Labeled shape records
--------------------
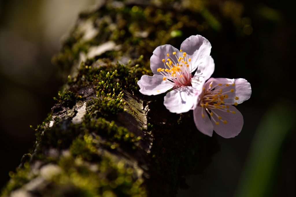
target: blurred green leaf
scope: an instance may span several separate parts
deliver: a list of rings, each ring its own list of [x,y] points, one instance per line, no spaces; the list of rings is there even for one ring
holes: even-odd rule
[[[281,146],[295,122],[291,103],[281,102],[266,113],[255,133],[234,197],[266,196]]]

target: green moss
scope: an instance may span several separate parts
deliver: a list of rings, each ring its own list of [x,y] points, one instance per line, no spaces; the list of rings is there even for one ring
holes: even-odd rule
[[[87,136],[86,141],[76,140],[75,143],[79,146],[95,144]],[[74,146],[74,144],[71,145]],[[91,148],[88,151],[92,151]],[[54,177],[54,181],[61,185],[71,185],[79,190],[80,196],[147,196],[145,188],[142,185],[143,180],[135,178],[135,172],[123,160],[118,161],[107,154],[101,156],[101,160],[93,166],[92,170],[85,162],[81,154],[74,153],[72,156],[62,157],[59,165],[63,169],[62,173]],[[94,151],[92,151],[94,152]]]
[[[71,100],[75,101],[81,100],[81,96],[78,95],[77,94],[68,90],[66,90],[63,93],[59,92],[59,97],[60,101]]]
[[[23,168],[17,168],[15,172],[10,172],[9,175],[10,180],[2,190],[2,196],[8,195],[10,192],[21,187],[28,182],[31,178],[33,178],[33,175],[31,176],[31,177],[29,175],[30,171],[30,165],[28,162],[26,162],[24,164]]]

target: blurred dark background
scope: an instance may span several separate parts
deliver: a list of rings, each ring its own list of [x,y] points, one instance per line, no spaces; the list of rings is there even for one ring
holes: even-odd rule
[[[78,13],[95,1],[0,0],[0,187],[35,142],[29,125],[42,123],[63,84],[51,58]],[[214,135],[221,151],[203,174],[188,177],[191,187],[177,196],[296,196],[295,95],[290,86],[296,3],[196,2],[206,3],[211,13],[198,16],[196,29],[212,44],[213,76],[246,79],[252,94],[237,107],[244,120],[241,133],[229,139]],[[183,32],[182,38],[192,34]]]

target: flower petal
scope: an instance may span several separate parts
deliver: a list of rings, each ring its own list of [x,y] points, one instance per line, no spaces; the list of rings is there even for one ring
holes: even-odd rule
[[[215,70],[215,64],[214,63],[214,59],[212,56],[205,57],[205,61],[198,66],[197,70],[192,78],[192,86],[194,86],[194,83],[200,83],[199,81],[203,81],[204,83],[214,72],[214,70]],[[198,80],[196,80],[197,79]],[[197,82],[196,82],[197,81]]]
[[[200,35],[192,35],[181,44],[181,49],[191,58],[192,71],[205,61],[205,58],[210,55],[211,48],[209,41]]]
[[[163,76],[157,75],[152,77],[146,75],[142,76],[138,82],[141,88],[140,92],[145,95],[157,95],[165,92],[174,86],[167,80],[163,80]]]
[[[192,86],[186,86],[172,91],[165,96],[163,104],[172,113],[187,112],[193,106],[194,90]]]
[[[174,60],[176,62],[177,58],[175,55],[173,55],[173,52],[176,52],[176,55],[179,57],[180,55],[180,52],[179,49],[176,49],[173,46],[169,44],[165,44],[156,47],[153,51],[153,55],[150,58],[150,68],[152,71],[152,72],[155,75],[161,75],[159,72],[157,72],[157,69],[160,68],[166,68],[163,62],[163,59],[164,59],[166,62],[167,62],[168,58],[172,59],[173,62]],[[170,57],[168,57],[167,54],[168,54]]]
[[[208,81],[213,80],[214,82],[213,85],[215,85],[219,83],[235,84],[234,85],[229,85],[223,88],[223,92],[230,91],[231,89],[233,89],[233,92],[229,92],[226,93],[229,98],[234,98],[236,96],[239,98],[238,100],[234,98],[225,99],[224,101],[228,103],[234,103],[236,102],[237,104],[242,103],[250,98],[252,93],[251,88],[251,84],[244,79],[239,78],[230,79],[227,78],[211,78]]]
[[[214,121],[213,118],[211,118],[211,121],[214,125],[214,130],[218,135],[225,138],[233,138],[238,135],[242,130],[244,124],[242,115],[236,108],[232,105],[230,105],[228,109],[230,111],[235,112],[235,114],[223,112],[218,109],[212,110],[222,118],[221,120],[220,120],[216,116],[213,116],[215,119],[215,120],[218,121],[219,124],[218,125],[216,124],[215,121]],[[223,121],[224,120],[227,121],[226,124],[223,123]]]
[[[202,110],[205,116],[204,118],[202,117]],[[193,110],[193,118],[195,126],[198,130],[205,135],[212,137],[214,126],[205,108],[197,107]]]

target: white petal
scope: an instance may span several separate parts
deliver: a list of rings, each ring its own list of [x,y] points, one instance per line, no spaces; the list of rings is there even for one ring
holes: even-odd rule
[[[211,78],[209,80],[209,81],[210,80],[213,81],[213,86],[219,83],[235,84],[234,85],[230,85],[223,88],[222,93],[223,93],[223,92],[230,91],[231,89],[233,89],[234,91],[233,92],[229,92],[226,93],[228,95],[228,98],[234,98],[237,96],[239,98],[238,99],[226,99],[223,100],[225,103],[234,104],[234,102],[236,102],[237,104],[240,104],[250,98],[251,96],[252,93],[251,84],[244,79],[239,78],[230,79],[227,78]]]
[[[141,88],[140,92],[145,95],[157,95],[165,92],[174,86],[167,80],[164,81],[163,78],[163,76],[157,75],[152,77],[143,75],[138,81]]]
[[[207,40],[200,35],[192,35],[181,44],[181,49],[191,58],[192,70],[205,61],[211,53],[212,46]]]
[[[163,59],[164,59],[166,62],[167,62],[167,60],[169,58],[172,59],[171,60],[172,61],[173,59],[175,62],[176,62],[177,58],[173,54],[173,52],[176,52],[176,55],[178,57],[180,56],[179,49],[169,44],[160,46],[155,49],[153,51],[153,55],[150,58],[150,68],[154,74],[161,75],[161,74],[159,72],[157,72],[157,69],[160,68],[165,69],[166,68],[163,64]],[[169,57],[167,55],[168,54],[170,55]]]
[[[186,86],[172,91],[165,96],[163,104],[172,113],[187,112],[193,105],[194,90],[192,86]]]
[[[202,116],[202,110],[204,116],[204,118]],[[214,126],[205,108],[197,107],[193,110],[193,118],[195,126],[198,130],[205,135],[212,137]]]
[[[194,74],[196,76],[202,78],[204,82],[208,79],[214,72],[215,70],[215,64],[212,56],[209,56],[205,58],[205,61],[198,66],[198,67]]]
[[[214,130],[218,135],[225,138],[233,138],[240,133],[244,125],[244,119],[242,115],[237,109],[232,105],[229,106],[228,109],[230,111],[235,112],[235,114],[231,112],[222,111],[218,109],[212,110],[218,116],[222,117],[221,120],[226,120],[227,123],[223,123],[222,121],[218,119],[217,116],[213,115],[215,120],[219,122],[219,124],[216,124],[215,122],[211,119],[212,122],[214,125]]]

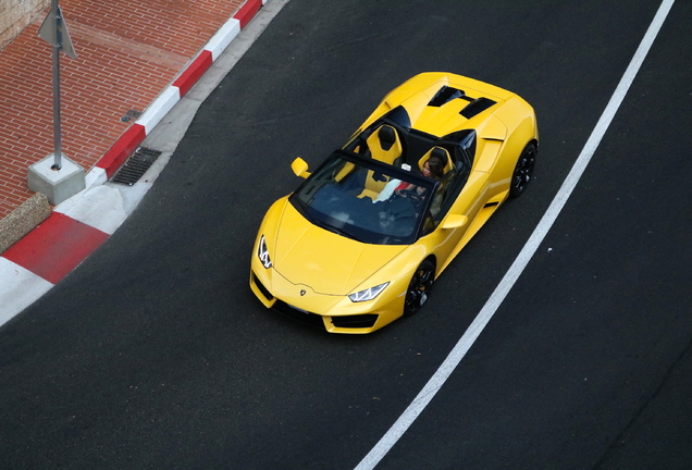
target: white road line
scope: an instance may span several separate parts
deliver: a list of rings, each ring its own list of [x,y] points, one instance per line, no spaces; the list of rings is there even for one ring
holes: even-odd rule
[[[435,374],[430,379],[430,381],[425,384],[422,391],[418,394],[413,401],[408,406],[408,408],[404,411],[404,413],[399,417],[398,420],[390,428],[390,430],[384,434],[384,436],[380,440],[380,442],[370,450],[370,453],[358,463],[356,470],[371,470],[384,458],[384,456],[390,452],[390,449],[397,443],[397,441],[404,435],[404,433],[408,430],[408,428],[413,423],[416,418],[420,416],[420,413],[425,409],[428,404],[433,399],[433,397],[437,394],[442,385],[447,381],[452,372],[457,368],[464,356],[471,348],[475,339],[479,337],[485,325],[493,318],[501,304],[504,301],[505,297],[511,289],[511,287],[517,282],[517,279],[523,272],[524,268],[535,253],[539,245],[545,238],[545,235],[553,226],[553,223],[557,219],[557,215],[563,210],[563,207],[567,202],[567,199],[571,195],[574,186],[581,178],[586,165],[591,161],[601,139],[605,135],[615,113],[617,112],[620,103],[625,99],[630,85],[634,81],[639,69],[644,62],[644,58],[648,53],[654,39],[658,35],[660,27],[668,16],[670,9],[675,0],[664,0],[658,8],[656,16],[654,16],[653,22],[648,26],[648,30],[644,35],[642,42],[640,44],[637,52],[634,52],[634,57],[630,62],[630,65],[625,71],[625,75],[620,79],[618,87],[616,88],[608,106],[605,111],[601,115],[596,127],[591,133],[586,145],[582,149],[581,153],[577,158],[574,165],[571,171],[567,175],[567,178],[563,183],[563,186],[558,190],[557,195],[553,199],[553,202],[548,207],[547,211],[539,222],[539,225],[535,227],[531,237],[524,245],[524,247],[517,256],[517,259],[511,264],[503,280],[499,282],[490,299],[485,304],[485,306],[481,309],[480,313],[469,329],[464,333],[464,336],[456,344],[452,352],[447,356],[445,361],[440,366]]]

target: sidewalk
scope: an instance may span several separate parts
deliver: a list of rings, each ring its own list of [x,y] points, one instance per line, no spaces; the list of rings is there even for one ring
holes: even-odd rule
[[[63,153],[88,173],[230,18],[247,22],[261,7],[261,0],[62,0],[77,53],[76,60],[61,54]],[[47,13],[0,51],[0,221],[33,196],[27,169],[53,151],[52,48],[38,37]]]
[[[53,151],[52,48],[37,34],[48,11],[0,51],[0,325],[122,223],[122,208],[103,218],[90,201],[109,200],[103,183],[268,2],[62,0],[77,53],[61,57],[62,151],[87,188],[55,208],[27,188],[28,166]]]

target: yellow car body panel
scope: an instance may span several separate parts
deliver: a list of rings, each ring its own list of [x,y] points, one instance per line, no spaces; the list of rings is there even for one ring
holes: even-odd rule
[[[367,162],[375,156],[373,151],[369,157],[369,146],[376,140],[373,136],[383,135],[375,132],[386,126],[394,128],[397,143],[406,143],[408,152],[396,163],[385,162],[393,168],[392,175],[379,174],[387,170],[384,163]],[[308,180],[296,193],[272,205],[260,225],[250,267],[252,292],[265,307],[329,332],[363,334],[381,329],[409,311],[411,305],[417,307],[411,298],[424,304],[432,280],[420,281],[425,274],[423,267],[438,276],[507,197],[523,191],[533,169],[537,138],[533,109],[510,91],[450,73],[412,77],[384,97],[339,150],[348,163],[339,163],[329,173],[329,165],[338,163],[336,157],[314,172],[308,172],[302,160],[294,162],[294,172]],[[443,202],[433,209],[429,198],[431,201],[420,206],[416,212],[420,226],[415,236],[392,242],[392,235],[373,242],[342,233],[342,228],[358,225],[354,221],[358,214],[395,199],[380,200],[380,196],[395,176],[403,177],[398,165],[406,160],[415,172],[422,165],[419,159],[428,147],[435,146],[447,149],[453,171],[446,181],[430,183]],[[521,165],[527,156],[530,166],[524,169]],[[321,198],[319,191],[328,194],[330,185],[346,187],[349,175],[361,164],[374,166],[370,166],[368,176],[361,176],[359,184],[363,186],[355,193],[359,199],[354,196],[349,202],[358,209],[346,207],[344,213],[350,215],[343,217],[338,211],[338,215],[330,212],[336,217],[330,219],[337,222],[334,227],[323,220],[312,220],[316,201]],[[320,183],[321,177],[331,178],[331,183]],[[420,176],[416,177],[420,184]],[[522,183],[521,188],[515,187],[518,183]],[[323,199],[323,203],[331,203],[337,197]],[[385,222],[380,221],[382,226]],[[420,281],[417,287],[412,287],[415,281]]]

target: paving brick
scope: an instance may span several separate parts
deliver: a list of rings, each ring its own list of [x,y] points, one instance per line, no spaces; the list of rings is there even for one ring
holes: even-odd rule
[[[90,170],[232,17],[242,0],[61,0],[77,53],[61,57],[62,149]],[[53,150],[51,47],[39,15],[0,51],[0,219],[28,199],[26,172]],[[7,175],[11,169],[12,176]]]

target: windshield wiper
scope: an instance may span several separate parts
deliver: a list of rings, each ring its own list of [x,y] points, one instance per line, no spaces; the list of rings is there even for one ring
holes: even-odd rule
[[[337,235],[345,236],[346,238],[350,238],[350,239],[354,239],[356,242],[364,243],[363,240],[361,240],[360,238],[358,238],[357,236],[355,236],[350,232],[345,231],[344,228],[338,228],[338,227],[335,227],[334,225],[326,225],[326,224],[324,224],[322,226],[323,226],[323,228],[325,228],[325,230],[328,230],[328,231],[330,231],[332,233],[335,233]]]

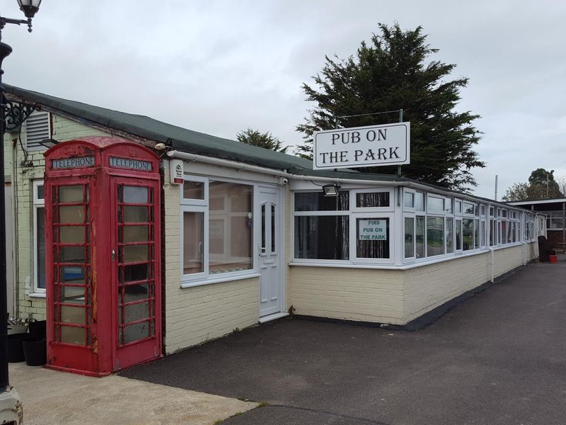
--------------------
**TASK OBJECTIVE:** From the rows above, copy out every line that contains the string "petal", matching case exactly.

**CORRECT OUTPUT:**
target: flower petal
target: white petal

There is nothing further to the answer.